● TASK BRIEF
Copy out all lines in the data below containing the string "pattern".
────────────────────────────────────────
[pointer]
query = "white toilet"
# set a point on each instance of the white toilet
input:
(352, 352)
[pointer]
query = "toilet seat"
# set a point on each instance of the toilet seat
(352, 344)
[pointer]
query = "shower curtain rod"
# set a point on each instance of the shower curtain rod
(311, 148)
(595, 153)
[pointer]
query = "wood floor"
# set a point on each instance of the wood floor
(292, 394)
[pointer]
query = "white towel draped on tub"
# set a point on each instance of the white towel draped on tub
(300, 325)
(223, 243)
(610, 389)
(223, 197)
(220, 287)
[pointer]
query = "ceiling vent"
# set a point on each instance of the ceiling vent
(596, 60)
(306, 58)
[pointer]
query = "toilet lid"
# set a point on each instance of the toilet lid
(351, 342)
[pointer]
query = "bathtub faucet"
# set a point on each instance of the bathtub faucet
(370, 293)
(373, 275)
────────────────────────────────────────
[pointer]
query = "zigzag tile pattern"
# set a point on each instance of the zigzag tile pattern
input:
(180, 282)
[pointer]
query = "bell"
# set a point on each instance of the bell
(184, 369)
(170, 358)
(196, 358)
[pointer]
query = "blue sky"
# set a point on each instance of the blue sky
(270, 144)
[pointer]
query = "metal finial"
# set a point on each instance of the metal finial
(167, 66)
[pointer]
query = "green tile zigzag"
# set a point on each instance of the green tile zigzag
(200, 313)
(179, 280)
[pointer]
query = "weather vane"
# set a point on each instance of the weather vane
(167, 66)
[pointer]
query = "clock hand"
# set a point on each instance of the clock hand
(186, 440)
────────────────────────────────────────
● ANSWER SECTION
query = "zigzag tile pattern"
# set a point on each instance of the zigzag tile pattern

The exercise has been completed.